* **RECORD EXTRACTS**:

▬▬▬

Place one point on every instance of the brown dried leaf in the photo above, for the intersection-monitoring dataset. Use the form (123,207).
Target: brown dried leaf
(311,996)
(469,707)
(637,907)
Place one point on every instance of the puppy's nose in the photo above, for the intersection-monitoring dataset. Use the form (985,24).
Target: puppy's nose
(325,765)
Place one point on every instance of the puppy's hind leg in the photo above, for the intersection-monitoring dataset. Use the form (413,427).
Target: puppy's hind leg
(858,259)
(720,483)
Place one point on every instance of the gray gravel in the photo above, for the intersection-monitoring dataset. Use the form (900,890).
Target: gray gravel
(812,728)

▬▬▬

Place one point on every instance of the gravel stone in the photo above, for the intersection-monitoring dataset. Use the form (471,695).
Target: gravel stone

▬▬▬

List every line of the listing above that contains the string "nose", copying each line in full.

* **RESPONSE TO THE TASK**:
Place one point on every instance of the puppy's nose in the photo above, for the intersection-monitoring dataset. Use the form (985,24).
Target: puppy's nose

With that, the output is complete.